## [TASK]
Copy each line from the records below in which the word "rescuer" is found.
INFORMATION GIVEN section start
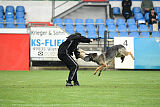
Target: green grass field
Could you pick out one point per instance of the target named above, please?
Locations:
(112, 89)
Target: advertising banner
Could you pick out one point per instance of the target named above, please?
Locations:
(147, 53)
(14, 53)
(44, 41)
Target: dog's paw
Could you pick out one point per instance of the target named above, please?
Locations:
(99, 74)
(94, 73)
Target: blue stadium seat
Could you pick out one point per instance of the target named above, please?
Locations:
(123, 34)
(122, 28)
(92, 34)
(9, 15)
(143, 28)
(157, 9)
(110, 22)
(1, 15)
(89, 21)
(112, 35)
(10, 23)
(78, 21)
(132, 28)
(138, 16)
(20, 9)
(68, 21)
(141, 22)
(69, 28)
(116, 10)
(155, 34)
(1, 9)
(20, 23)
(147, 17)
(10, 9)
(99, 21)
(145, 34)
(81, 29)
(134, 34)
(1, 23)
(19, 15)
(90, 27)
(120, 22)
(136, 10)
(101, 29)
(111, 28)
(131, 22)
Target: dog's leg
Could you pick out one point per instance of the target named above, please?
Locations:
(129, 53)
(98, 68)
(102, 69)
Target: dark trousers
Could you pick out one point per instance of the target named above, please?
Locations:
(71, 65)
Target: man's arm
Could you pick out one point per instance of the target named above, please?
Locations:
(83, 39)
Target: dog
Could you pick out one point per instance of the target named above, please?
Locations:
(104, 59)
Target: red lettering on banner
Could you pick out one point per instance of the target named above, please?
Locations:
(14, 52)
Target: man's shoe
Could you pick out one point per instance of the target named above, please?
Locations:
(76, 83)
(68, 83)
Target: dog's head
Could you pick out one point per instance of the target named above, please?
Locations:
(122, 59)
(91, 57)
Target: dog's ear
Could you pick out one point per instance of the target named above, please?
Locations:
(122, 59)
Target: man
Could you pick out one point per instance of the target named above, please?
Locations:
(126, 10)
(152, 17)
(65, 52)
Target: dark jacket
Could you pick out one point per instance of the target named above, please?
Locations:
(152, 17)
(146, 4)
(70, 45)
(126, 6)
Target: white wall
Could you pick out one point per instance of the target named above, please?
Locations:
(41, 11)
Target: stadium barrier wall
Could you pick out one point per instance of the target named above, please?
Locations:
(145, 50)
(14, 53)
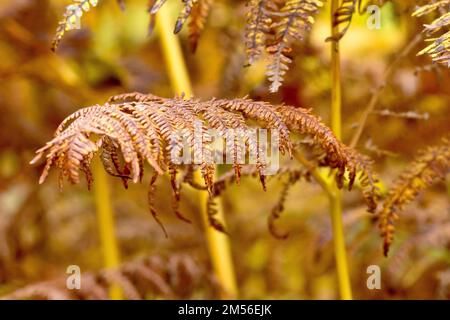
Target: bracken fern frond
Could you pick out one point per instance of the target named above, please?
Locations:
(430, 166)
(131, 129)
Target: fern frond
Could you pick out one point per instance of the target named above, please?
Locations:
(184, 14)
(293, 177)
(71, 20)
(292, 22)
(430, 166)
(177, 276)
(135, 128)
(439, 49)
(344, 16)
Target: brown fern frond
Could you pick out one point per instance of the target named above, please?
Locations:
(430, 166)
(71, 20)
(291, 23)
(439, 49)
(211, 210)
(293, 177)
(343, 16)
(134, 128)
(177, 276)
(197, 21)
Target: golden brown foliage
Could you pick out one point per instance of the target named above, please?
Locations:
(135, 128)
(71, 19)
(439, 49)
(429, 166)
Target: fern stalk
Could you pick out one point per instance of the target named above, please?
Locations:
(105, 218)
(218, 243)
(336, 195)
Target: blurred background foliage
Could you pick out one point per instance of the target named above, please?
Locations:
(42, 231)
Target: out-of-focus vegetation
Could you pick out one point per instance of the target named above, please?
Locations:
(43, 231)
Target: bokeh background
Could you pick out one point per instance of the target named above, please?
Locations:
(42, 230)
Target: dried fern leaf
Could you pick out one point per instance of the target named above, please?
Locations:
(343, 16)
(290, 24)
(71, 19)
(430, 166)
(439, 49)
(135, 128)
(197, 21)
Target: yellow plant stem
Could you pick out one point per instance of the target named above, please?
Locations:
(105, 219)
(336, 195)
(218, 243)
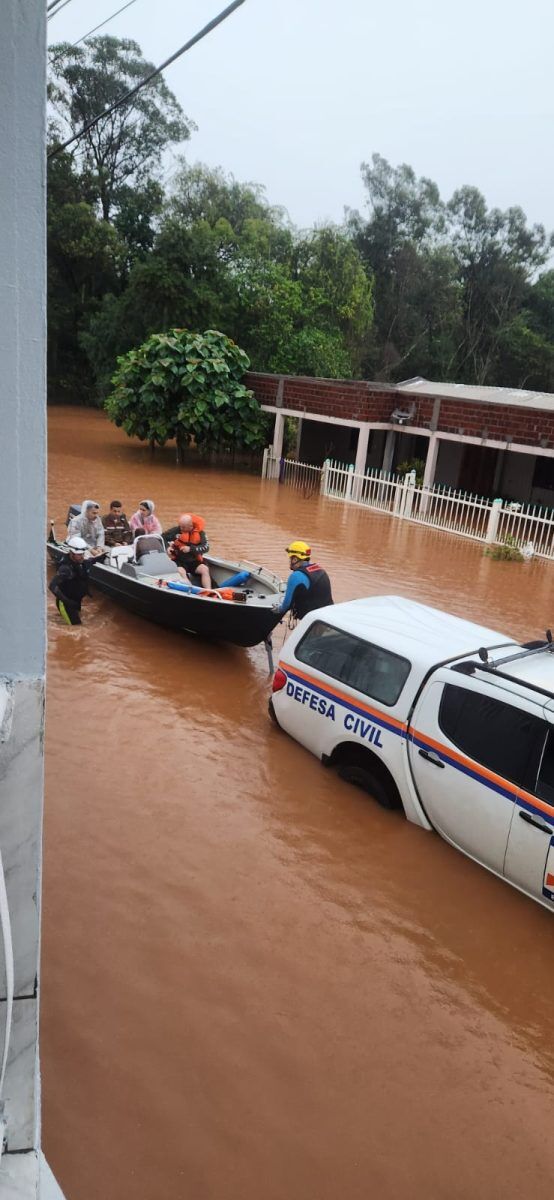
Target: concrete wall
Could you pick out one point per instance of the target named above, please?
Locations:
(22, 582)
(323, 439)
(449, 462)
(517, 474)
(361, 401)
(22, 331)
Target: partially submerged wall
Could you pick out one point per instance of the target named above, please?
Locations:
(22, 576)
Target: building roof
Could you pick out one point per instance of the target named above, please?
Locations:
(511, 396)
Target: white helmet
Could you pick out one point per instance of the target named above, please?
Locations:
(77, 545)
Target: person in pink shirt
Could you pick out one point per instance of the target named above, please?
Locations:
(144, 520)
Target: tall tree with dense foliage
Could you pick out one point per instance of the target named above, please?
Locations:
(126, 148)
(84, 264)
(187, 387)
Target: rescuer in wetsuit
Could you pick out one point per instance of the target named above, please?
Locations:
(308, 586)
(70, 585)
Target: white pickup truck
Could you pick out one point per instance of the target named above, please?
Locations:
(450, 720)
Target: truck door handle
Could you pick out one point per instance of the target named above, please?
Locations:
(539, 825)
(431, 756)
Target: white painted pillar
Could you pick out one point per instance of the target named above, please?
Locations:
(299, 438)
(22, 587)
(493, 521)
(361, 449)
(431, 461)
(278, 431)
(389, 451)
(429, 472)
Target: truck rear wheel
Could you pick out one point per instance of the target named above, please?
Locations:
(356, 766)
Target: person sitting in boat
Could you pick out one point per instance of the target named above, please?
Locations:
(116, 527)
(187, 549)
(70, 585)
(144, 520)
(308, 586)
(89, 526)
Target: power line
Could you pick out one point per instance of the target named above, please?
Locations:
(56, 6)
(98, 27)
(212, 24)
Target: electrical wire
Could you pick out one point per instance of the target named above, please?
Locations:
(56, 6)
(211, 24)
(97, 27)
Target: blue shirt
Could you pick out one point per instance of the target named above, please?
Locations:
(296, 580)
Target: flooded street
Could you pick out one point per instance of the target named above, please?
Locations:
(256, 983)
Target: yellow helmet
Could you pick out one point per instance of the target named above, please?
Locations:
(299, 550)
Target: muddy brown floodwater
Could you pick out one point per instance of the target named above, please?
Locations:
(257, 984)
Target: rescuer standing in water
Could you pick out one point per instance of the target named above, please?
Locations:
(308, 586)
(70, 585)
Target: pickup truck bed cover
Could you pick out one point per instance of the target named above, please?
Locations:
(419, 633)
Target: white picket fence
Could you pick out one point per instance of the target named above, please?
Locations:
(441, 508)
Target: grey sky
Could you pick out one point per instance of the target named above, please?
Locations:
(295, 94)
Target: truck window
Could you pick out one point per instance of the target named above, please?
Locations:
(545, 785)
(506, 739)
(366, 667)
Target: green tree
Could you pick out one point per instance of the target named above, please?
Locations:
(187, 387)
(84, 262)
(416, 294)
(126, 148)
(498, 255)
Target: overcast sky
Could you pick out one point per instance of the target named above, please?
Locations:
(295, 94)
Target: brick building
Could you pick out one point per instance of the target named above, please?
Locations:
(487, 441)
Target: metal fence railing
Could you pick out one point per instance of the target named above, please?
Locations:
(440, 508)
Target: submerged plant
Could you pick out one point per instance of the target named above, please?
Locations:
(506, 551)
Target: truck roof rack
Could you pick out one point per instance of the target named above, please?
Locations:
(534, 648)
(469, 666)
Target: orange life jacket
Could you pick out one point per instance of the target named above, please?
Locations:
(188, 538)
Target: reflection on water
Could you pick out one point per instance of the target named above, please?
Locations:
(256, 983)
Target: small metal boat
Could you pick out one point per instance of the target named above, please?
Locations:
(240, 607)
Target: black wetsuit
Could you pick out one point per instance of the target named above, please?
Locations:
(70, 585)
(317, 595)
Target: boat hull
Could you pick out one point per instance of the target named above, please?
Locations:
(240, 624)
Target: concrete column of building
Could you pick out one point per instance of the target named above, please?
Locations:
(431, 461)
(361, 449)
(278, 431)
(22, 587)
(299, 438)
(389, 451)
(429, 472)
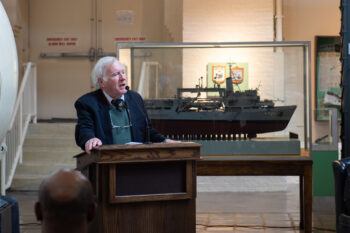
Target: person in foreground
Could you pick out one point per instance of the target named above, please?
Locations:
(112, 114)
(66, 203)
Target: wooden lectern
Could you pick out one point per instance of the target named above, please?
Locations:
(145, 188)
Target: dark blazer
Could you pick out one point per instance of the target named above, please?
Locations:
(94, 119)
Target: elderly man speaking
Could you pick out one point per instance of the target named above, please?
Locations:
(112, 114)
INFORMATION GIVEN section end
## [EXPECTED OUTPUT]
Target: rescuer in wetsuit
Target: rescuer standing in water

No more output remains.